YOUR TASK:
Reproduce the data below in full and exclude every picture.

START

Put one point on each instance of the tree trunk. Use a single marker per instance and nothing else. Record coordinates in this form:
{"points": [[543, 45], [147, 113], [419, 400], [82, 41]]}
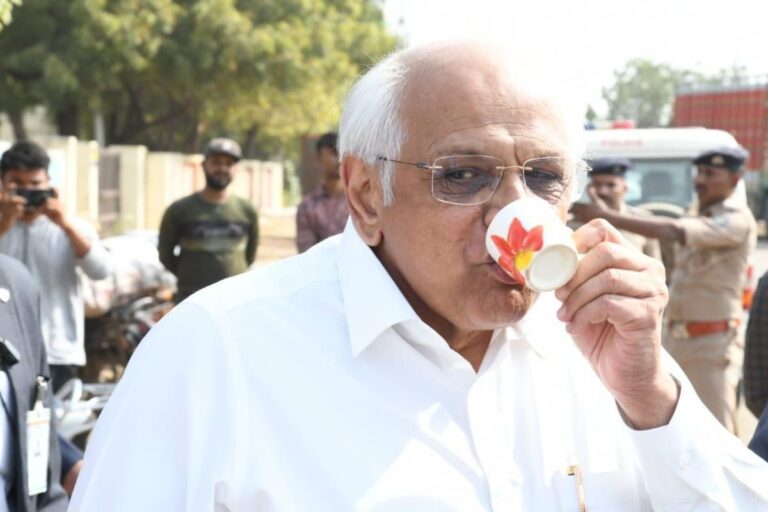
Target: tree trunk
{"points": [[17, 123], [250, 139]]}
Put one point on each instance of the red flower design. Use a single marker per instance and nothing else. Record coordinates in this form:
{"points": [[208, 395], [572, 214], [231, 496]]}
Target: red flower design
{"points": [[518, 249]]}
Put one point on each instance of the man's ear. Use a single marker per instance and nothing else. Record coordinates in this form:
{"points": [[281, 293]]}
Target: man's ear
{"points": [[362, 187]]}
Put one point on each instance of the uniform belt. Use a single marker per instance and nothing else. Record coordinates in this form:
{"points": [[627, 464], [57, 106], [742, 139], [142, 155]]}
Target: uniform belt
{"points": [[694, 329]]}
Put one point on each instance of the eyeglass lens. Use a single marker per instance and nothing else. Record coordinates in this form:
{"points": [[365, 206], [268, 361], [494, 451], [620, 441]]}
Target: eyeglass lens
{"points": [[472, 179]]}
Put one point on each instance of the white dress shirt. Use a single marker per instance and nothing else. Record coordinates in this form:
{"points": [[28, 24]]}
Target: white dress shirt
{"points": [[47, 252], [311, 385]]}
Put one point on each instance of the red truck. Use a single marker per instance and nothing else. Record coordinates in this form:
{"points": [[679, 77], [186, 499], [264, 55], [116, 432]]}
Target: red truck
{"points": [[742, 110]]}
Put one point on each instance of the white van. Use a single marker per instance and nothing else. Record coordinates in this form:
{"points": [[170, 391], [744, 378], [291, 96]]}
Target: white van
{"points": [[661, 179]]}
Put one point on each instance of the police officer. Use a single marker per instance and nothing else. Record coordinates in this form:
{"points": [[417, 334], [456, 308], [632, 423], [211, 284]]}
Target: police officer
{"points": [[609, 185], [714, 243]]}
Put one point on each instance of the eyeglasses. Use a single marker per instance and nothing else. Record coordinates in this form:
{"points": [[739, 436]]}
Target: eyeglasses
{"points": [[468, 180]]}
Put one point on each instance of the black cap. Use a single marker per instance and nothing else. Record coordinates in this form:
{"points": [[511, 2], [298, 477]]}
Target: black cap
{"points": [[222, 146], [610, 166], [728, 158]]}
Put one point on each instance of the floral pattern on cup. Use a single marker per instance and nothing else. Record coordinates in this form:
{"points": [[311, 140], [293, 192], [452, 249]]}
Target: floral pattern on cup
{"points": [[517, 251]]}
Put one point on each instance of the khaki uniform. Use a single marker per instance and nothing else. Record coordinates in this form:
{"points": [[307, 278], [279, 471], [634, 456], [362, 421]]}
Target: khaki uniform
{"points": [[707, 288]]}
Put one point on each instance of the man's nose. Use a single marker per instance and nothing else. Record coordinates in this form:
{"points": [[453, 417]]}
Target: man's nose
{"points": [[511, 188]]}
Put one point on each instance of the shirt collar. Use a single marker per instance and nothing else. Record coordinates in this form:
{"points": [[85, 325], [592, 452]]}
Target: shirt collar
{"points": [[372, 300], [374, 303]]}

END

RIGHT ANSWER:
Put one point on each instance of the tree trunk. Use a single marker per instance and nothing else. Record coordinates in this form:
{"points": [[543, 45], [147, 113], [419, 400], [82, 41]]}
Target: tree trunk
{"points": [[17, 123], [250, 139]]}
Put one point on each instance of the red flower design. Use a single marker per instance and nothing else. Record coordinates in this form:
{"points": [[208, 395], [572, 214], [231, 496]]}
Target: red flower design
{"points": [[518, 249]]}
Put one point on each instance of the man's ear. Use a single marker per instance and nothing else. Record coordinates in this form:
{"points": [[281, 293]]}
Target: man's ear
{"points": [[362, 187]]}
Put one point on each instance of the uniform belt. Use a single marker per instance and nothing else. Record coordinates in this form:
{"points": [[627, 464], [57, 106], [742, 139], [142, 155]]}
Target: uniform belt
{"points": [[694, 329]]}
Put one point on each instance of the eyeglass lens. Use a single marker per instance and nothing else. Record coordinates in this form:
{"points": [[365, 206], [268, 361], [494, 451], [620, 441]]}
Target: eyeglass lens
{"points": [[472, 179]]}
Put one point on each instance of the white dress shirt. Use a single marker per instance and nothing else. Record coordinates in this form:
{"points": [[28, 24]]}
Target: white dress shirt
{"points": [[47, 252], [311, 385]]}
Put one point on each instance of the red truck. Use a single marker per instance and nothing else. Record coordinates in this form:
{"points": [[679, 77], [186, 499], [264, 55], [116, 432]]}
Target: red truck
{"points": [[742, 110]]}
Put one point on each instance of the white van. Use a single marker per instance and nothing else. Record coordinates in this form:
{"points": [[170, 391], [744, 378], [291, 96]]}
Target: white van
{"points": [[661, 179]]}
Put one point on each instance of the police officer. Use a single marker per instance and nothing else. Record coordinates in this form:
{"points": [[417, 334], [456, 308], [632, 423], [211, 284]]}
Target: police officer
{"points": [[609, 185], [714, 243]]}
Put one point on each instance of the eyeglasses. Use a single marker per instance and nothing else. Record coordinates in this form:
{"points": [[739, 436]]}
Target: eyeglasses
{"points": [[468, 180]]}
Put one point on each instance of the black cap. Use a single marker per instance and nothing else. Record coordinates in this form:
{"points": [[511, 2], [298, 477]]}
Target: black cap
{"points": [[222, 146], [610, 166], [728, 158]]}
Put one point on each instance of the floral pattern on cup. Use a single marker per instance and nothing else. Record coordinates in this form:
{"points": [[311, 140], [293, 192], [452, 249]]}
Target: floral pattern on cup
{"points": [[517, 251]]}
Put one point on each instance of the khaki uniform. Use a single marker per instance and nothing else. Record coordinates in this form:
{"points": [[307, 278], [279, 471], [634, 456], [362, 421]]}
Target: khaki uniform
{"points": [[707, 288]]}
Put one point on each instance of the man's nose. Use a single marker per instance and nothing else. Record coordinates in this form:
{"points": [[453, 417]]}
Target: man's nose
{"points": [[511, 188]]}
Put one point on each instance of the shirt collar. Use a single marker per instance and nothing else. Record coordinates in this form:
{"points": [[85, 325], [592, 452]]}
Target: shirt collar
{"points": [[372, 300], [374, 303]]}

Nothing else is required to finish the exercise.